— start of SELECTED EXTRACT —
Doctors estimated that around 100 civilians had been killed as of Monday morning, with hundreds more injured, as fighting between the rival factions entered a third day. Both sides claimed victories as battles raged around symbolic sites in the capital including the presidential palace and Khartoum International Airport. According to Reuters, the army “appeared to gain the upper hand” yesterday, blasting RSF bases with air strikes.
The UK and US embassies in Khartoum urged their citizens to stay indoors as the violence escalated.
“We don't have any electricity,” a British-Sudanese doctor visiting relatives in the city told the BBC. “It is hot. We can’t afford to open the windows, the noise is deafening.”
Another eyewitness told the broadcaster that parts of Khartoum were engulfed in flames, adding: “Shooting is still ongoing and people are staying indoors – there is so much panic and fear.”
The violence was triggered by a “disagreement over the integration of the RSF into the military as part of a transition towards civilian rule”, said Reuters. The army and the RSF struck an uneasy truce before joining forces to oust Bashir four years ago, but that deal quickly faltered.
The seeds of the conflict, however, were sown by Bashir, who created the RSF to crush a rebellion in Darfur that started more than 20 years ago. The group swiftly became “associated with widespread atrocities”, said The Guardian. In a 2015 report, Human Rights Watch described RSF forces as “men with no mercy”.
— end of SELECTED EXTRACT —
— start of EXTRACTED INFORMATION —
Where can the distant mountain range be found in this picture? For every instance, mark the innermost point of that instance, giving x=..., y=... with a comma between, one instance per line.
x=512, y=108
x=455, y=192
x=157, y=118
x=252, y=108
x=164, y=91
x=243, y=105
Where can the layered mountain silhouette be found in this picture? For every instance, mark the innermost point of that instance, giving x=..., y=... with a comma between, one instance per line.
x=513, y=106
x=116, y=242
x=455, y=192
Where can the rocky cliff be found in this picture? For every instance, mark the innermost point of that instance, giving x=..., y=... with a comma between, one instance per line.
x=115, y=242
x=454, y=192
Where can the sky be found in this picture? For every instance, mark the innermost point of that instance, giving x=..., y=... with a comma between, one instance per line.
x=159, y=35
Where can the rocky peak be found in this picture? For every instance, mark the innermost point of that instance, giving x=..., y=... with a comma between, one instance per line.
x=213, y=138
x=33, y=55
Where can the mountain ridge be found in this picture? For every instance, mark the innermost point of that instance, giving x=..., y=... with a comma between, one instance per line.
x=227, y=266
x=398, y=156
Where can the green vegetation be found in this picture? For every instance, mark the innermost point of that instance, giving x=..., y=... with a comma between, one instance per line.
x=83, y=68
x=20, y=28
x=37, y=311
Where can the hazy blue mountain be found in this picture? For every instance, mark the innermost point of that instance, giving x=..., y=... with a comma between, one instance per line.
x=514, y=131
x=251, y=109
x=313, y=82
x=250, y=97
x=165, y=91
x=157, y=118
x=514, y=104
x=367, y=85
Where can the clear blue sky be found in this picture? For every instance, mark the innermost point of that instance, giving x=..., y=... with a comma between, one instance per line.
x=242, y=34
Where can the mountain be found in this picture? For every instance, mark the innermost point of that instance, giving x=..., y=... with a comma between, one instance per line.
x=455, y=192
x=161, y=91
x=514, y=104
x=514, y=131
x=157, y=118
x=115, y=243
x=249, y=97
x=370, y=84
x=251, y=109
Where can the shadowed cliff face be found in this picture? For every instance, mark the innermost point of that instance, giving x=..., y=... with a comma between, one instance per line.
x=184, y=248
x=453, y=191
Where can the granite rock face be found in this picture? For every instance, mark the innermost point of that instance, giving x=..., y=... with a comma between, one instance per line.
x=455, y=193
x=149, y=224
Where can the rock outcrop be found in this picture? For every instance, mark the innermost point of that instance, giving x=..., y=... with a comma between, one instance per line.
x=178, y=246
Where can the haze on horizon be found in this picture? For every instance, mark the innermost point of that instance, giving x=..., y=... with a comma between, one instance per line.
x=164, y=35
— end of EXTRACTED INFORMATION —
— start of EXTRACTED INFORMATION —
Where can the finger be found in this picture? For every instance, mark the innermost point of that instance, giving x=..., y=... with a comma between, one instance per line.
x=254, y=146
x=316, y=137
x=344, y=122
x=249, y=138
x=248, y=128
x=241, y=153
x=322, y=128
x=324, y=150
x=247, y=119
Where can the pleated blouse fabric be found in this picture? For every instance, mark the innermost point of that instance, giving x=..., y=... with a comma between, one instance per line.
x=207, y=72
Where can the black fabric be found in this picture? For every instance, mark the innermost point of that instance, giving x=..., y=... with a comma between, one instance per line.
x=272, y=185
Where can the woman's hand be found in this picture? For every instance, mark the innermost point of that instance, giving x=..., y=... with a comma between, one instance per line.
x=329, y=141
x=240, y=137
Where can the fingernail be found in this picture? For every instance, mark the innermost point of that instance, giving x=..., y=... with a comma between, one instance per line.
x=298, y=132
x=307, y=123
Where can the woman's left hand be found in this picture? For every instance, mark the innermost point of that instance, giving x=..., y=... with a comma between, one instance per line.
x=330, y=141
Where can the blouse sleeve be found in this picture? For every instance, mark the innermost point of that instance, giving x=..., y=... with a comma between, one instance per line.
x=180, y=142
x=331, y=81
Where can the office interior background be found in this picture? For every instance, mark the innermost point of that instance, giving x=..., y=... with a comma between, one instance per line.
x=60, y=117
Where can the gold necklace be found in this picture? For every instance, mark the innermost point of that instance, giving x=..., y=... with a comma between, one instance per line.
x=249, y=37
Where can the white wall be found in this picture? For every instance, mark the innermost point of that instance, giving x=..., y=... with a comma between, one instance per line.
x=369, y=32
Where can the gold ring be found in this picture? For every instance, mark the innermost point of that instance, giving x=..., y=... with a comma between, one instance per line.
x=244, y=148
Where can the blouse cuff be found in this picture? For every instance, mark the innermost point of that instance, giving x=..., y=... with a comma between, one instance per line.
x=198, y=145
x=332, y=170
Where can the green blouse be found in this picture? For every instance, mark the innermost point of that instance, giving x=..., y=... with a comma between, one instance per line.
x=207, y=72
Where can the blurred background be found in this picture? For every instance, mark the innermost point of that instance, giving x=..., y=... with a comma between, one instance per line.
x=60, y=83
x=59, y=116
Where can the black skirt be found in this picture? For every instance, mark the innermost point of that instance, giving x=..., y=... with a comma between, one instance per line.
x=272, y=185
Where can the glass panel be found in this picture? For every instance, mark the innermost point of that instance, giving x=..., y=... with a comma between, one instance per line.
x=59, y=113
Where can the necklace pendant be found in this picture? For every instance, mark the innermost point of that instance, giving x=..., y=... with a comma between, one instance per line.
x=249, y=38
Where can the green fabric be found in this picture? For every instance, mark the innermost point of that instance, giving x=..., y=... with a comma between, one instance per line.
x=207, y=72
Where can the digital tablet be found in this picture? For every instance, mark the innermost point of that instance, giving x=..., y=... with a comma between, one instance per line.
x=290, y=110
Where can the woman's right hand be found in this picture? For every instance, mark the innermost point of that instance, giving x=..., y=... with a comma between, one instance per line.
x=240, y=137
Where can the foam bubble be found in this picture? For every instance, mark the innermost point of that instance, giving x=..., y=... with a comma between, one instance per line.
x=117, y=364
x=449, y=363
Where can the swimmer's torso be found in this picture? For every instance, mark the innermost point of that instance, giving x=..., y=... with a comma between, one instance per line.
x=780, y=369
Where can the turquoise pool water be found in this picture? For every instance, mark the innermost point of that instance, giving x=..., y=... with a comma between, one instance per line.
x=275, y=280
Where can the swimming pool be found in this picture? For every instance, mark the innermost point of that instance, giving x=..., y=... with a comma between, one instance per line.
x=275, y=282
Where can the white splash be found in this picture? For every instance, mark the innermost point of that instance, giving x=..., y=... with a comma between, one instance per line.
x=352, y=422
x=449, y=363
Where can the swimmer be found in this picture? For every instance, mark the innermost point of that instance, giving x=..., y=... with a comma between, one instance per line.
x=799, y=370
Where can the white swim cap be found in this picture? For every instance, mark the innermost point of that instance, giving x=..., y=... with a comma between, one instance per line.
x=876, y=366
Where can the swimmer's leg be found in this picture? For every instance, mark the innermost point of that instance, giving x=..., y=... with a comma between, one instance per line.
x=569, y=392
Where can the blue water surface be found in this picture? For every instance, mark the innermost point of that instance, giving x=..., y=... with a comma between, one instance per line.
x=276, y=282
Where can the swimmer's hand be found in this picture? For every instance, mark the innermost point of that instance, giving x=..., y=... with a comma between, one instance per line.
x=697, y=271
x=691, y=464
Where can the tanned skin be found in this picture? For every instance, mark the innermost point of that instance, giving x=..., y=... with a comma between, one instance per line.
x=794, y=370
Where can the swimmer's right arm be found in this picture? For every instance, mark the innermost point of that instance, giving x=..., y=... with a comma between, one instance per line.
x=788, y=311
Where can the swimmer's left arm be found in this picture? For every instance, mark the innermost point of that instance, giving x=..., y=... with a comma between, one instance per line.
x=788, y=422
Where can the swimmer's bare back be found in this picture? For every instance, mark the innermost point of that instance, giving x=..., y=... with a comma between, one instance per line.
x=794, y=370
— end of EXTRACTED INFORMATION —
Go on with the news text about the fighting in Sudan, picking up after its final sentence. The data here is separate material and has no connection to the text about the fighting in Khartoum.

__SOLVED PROBLEM__
The group’s reputation was cemented further when its soldiers killed hundreds of people and raped dozens more after being sent in to disperse a peaceful sit-in outside the military headquarters in Khartoum in 2019.
The ramifications of the current bloodshed stretch well beyond Sudan’s borders. “Major geopolitical dimensions are at play, with Russia, the US, Saudi Arabia, the United Arab Emirates and other powers battling for influence in Sudan,” said The Guardian.
But at the heart of the conflict is a power struggle between two men, said the BBC World Service’s Africa editor Mary Harper. Four years ago, there was “huge optimism” in Sudan; now, thanks to the conflict between Burhan and Hemedti, “the country is going backwards”.
The great tragedy, Harper said, is that the country’s civilians find themselves “caught in the middle, their dreams of a new Sudan shattered”.